● Directive
Every entry must be echoed exactly.

● Raw records
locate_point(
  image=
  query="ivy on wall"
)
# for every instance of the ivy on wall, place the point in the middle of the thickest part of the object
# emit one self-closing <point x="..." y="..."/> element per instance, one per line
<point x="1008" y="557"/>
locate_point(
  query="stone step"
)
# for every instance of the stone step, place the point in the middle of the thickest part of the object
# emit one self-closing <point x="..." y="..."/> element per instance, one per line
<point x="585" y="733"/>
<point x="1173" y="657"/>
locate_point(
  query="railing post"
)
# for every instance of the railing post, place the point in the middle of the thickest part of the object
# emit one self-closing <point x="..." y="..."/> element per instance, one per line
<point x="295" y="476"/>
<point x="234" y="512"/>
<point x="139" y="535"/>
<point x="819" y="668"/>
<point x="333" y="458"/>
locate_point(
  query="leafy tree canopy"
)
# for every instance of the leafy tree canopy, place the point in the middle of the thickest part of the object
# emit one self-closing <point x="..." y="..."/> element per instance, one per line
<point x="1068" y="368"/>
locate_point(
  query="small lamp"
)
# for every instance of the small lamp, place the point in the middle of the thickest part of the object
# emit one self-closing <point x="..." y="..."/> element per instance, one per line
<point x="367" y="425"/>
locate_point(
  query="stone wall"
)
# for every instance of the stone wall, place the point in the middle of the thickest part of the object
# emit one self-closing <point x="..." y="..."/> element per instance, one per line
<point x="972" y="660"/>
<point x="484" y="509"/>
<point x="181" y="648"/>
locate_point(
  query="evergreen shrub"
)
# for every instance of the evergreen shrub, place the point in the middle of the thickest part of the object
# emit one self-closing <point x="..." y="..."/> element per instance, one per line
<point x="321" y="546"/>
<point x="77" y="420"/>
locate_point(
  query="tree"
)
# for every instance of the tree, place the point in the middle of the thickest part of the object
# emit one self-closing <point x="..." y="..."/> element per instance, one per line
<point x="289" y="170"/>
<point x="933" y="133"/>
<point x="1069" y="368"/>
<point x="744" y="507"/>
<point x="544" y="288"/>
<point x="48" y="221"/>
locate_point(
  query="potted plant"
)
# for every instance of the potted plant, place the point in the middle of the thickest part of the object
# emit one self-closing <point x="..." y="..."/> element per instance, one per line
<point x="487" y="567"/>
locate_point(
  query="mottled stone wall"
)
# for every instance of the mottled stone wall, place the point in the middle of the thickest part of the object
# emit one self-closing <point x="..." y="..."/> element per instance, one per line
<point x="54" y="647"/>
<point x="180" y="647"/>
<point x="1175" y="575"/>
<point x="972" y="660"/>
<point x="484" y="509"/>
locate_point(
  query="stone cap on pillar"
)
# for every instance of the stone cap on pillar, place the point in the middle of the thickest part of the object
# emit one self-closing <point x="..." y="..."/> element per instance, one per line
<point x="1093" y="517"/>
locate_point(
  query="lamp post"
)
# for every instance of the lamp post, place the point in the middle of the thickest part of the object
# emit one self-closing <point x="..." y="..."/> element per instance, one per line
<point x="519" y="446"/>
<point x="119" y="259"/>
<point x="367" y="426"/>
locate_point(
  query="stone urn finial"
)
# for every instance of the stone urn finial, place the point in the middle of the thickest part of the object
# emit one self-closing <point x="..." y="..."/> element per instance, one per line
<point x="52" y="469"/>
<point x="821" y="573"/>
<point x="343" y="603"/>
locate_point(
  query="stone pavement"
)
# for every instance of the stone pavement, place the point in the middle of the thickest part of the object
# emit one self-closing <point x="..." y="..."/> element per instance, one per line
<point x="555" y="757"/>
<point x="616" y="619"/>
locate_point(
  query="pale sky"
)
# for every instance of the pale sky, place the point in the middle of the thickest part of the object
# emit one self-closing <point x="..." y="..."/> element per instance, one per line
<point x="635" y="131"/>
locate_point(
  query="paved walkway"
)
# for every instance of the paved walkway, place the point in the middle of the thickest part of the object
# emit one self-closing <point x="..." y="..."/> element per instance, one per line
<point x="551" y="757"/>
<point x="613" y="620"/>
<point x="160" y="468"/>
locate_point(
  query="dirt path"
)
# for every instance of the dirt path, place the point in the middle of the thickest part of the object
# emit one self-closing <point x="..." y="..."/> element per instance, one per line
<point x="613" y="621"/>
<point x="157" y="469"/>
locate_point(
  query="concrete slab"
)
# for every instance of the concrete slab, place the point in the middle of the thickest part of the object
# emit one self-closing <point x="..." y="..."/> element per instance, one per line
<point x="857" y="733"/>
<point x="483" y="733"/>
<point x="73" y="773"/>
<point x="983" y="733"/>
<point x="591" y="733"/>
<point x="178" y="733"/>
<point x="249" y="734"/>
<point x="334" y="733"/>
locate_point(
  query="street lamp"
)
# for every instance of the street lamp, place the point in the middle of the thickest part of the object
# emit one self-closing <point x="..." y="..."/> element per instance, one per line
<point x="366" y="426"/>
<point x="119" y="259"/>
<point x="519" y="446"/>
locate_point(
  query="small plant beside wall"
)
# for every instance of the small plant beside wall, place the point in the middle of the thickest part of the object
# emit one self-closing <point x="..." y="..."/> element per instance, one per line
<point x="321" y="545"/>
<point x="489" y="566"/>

● Exercise answer
locate_point(
  image=
  query="ivy on wall"
)
# for every instance of the ivy on wall, place the point in the middle of the thickest part of the object
# emit one self-closing <point x="..." y="..."/> element per instance, one per line
<point x="1008" y="557"/>
locate_point(
  query="stone step"
)
# for every instance of the stone step, place the point in the middle of the thickest part of the object
# emit one self-closing <point x="..." y="..."/> element per instance, one per line
<point x="585" y="733"/>
<point x="1173" y="657"/>
locate_point(
  query="railing post"
)
# for every instance of the railing post, place the point in the middle of the thickest part of the object
# emit one self-closing <point x="..." y="..."/> element per instance, one per line
<point x="295" y="476"/>
<point x="234" y="512"/>
<point x="139" y="535"/>
<point x="819" y="668"/>
<point x="333" y="458"/>
locate_point(
  query="leafy tree canopy"
)
# for every instance of the leafy tree canopy, place the point in the middle of the thickest part of the object
# emit one self-closing <point x="..." y="..."/> element per instance, one per line
<point x="1068" y="368"/>
locate_point(
  query="small lamp"
)
# for every instance of the small lamp, place the point in the middle of the thickest part of the object
# emit one self-closing <point x="..." y="..."/> element per instance, one per line
<point x="367" y="425"/>
locate_point(
  query="stone wall"
)
# for every instance of the stone wall, place the point in the middle of the thickest part of the object
# emit one self-closing <point x="..." y="..."/> element per instance, one per line
<point x="972" y="660"/>
<point x="484" y="509"/>
<point x="181" y="648"/>
locate_point(
  query="evergreen shrub"
)
# for every instance of the evergreen shrub, place the point in the middle of the thickest part of the object
# emit one self-closing <point x="..." y="..."/> element per instance, one per line
<point x="321" y="546"/>
<point x="77" y="420"/>
locate_point(
  query="tree"
)
# for every instance of the tree, place the point in the middle of the thickest part of the object
# emit one self-closing <point x="..." y="..."/> element per instance, one per line
<point x="289" y="170"/>
<point x="933" y="133"/>
<point x="1069" y="368"/>
<point x="744" y="507"/>
<point x="544" y="288"/>
<point x="48" y="221"/>
locate_point(
  query="potted plant"
)
# for every instance of the potted plant, place the point in the middle of the thickest part of the object
# emit one self-closing <point x="..." y="..."/> element per instance, one per line
<point x="487" y="567"/>
locate_point(
  query="mottled stone wall"
)
# for every instance of the mottled stone wall, place the point in the middle of the thickest part of the object
# emit one self-closing <point x="..." y="..."/> element per instance, one per line
<point x="54" y="647"/>
<point x="180" y="647"/>
<point x="1175" y="575"/>
<point x="972" y="660"/>
<point x="484" y="509"/>
locate_point(
  query="stone cap on pillar"
)
# for every instance of the stone cap on pillar, place the point in the middle of the thickest part of the object
# emit one self-closing <point x="..." y="..."/> element per instance, one per line
<point x="1093" y="517"/>
locate_point(
  query="lamp post"
)
# for every instance of the lamp post, place the point in the middle of the thickest part of the object
# emit one self-closing <point x="..." y="..."/> element per instance, one per line
<point x="519" y="446"/>
<point x="119" y="259"/>
<point x="367" y="426"/>
locate_point(
  query="stone urn finial"
)
# for every instance of the stone urn finial, place the point in the middle of the thickest part of the object
# emit one self-closing <point x="..." y="..."/> element per instance, one per line
<point x="52" y="469"/>
<point x="821" y="573"/>
<point x="343" y="603"/>
locate_point(
  query="stone pavement"
)
# for every instance of the stone pavement, place the point in the middle of the thickest part of the object
# emit one self-closing <point x="..." y="..."/> element per instance, one per line
<point x="555" y="757"/>
<point x="616" y="619"/>
locate_point(
  query="pale sky"
)
# for every instance of the pale sky, place the point in the middle of the thickest part of the object
# emit one self-closing <point x="..." y="..."/> element per instance, one per line
<point x="635" y="131"/>
locate_point(
  query="paved walkway"
)
# for every instance of the paved walkway, place the point in the middle of the thickest part of the object
# emit one self-closing <point x="..." y="..."/> element per instance, one per line
<point x="551" y="757"/>
<point x="613" y="620"/>
<point x="160" y="468"/>
locate_point(
  query="dirt path"
)
# for every instance of the dirt path, place the point in the middle of the thickest part of the object
# emit one self-closing <point x="..." y="..."/> element per instance, one per line
<point x="613" y="621"/>
<point x="157" y="469"/>
locate_point(
  query="concrete slab"
)
# for every instance of the concrete slab, place the point in the middle of the thickest part of the object
# emit one self-closing <point x="..." y="..."/> element per instance, one per line
<point x="857" y="733"/>
<point x="483" y="733"/>
<point x="73" y="773"/>
<point x="983" y="733"/>
<point x="591" y="733"/>
<point x="178" y="733"/>
<point x="249" y="734"/>
<point x="334" y="733"/>
locate_point(
  query="street lamp"
)
# for every instance of the street lamp, place the point in the middle of the thickest part of the object
# emit one self-closing <point x="..." y="..."/> element per instance, one per line
<point x="366" y="426"/>
<point x="119" y="259"/>
<point x="519" y="446"/>
locate_point(
  query="small plant beside wall"
)
# for every instance of the small plant beside wall, place the point in the middle of the thickest part of the object
# emit one self-closing <point x="..." y="..."/> element per instance, one per line
<point x="321" y="545"/>
<point x="489" y="566"/>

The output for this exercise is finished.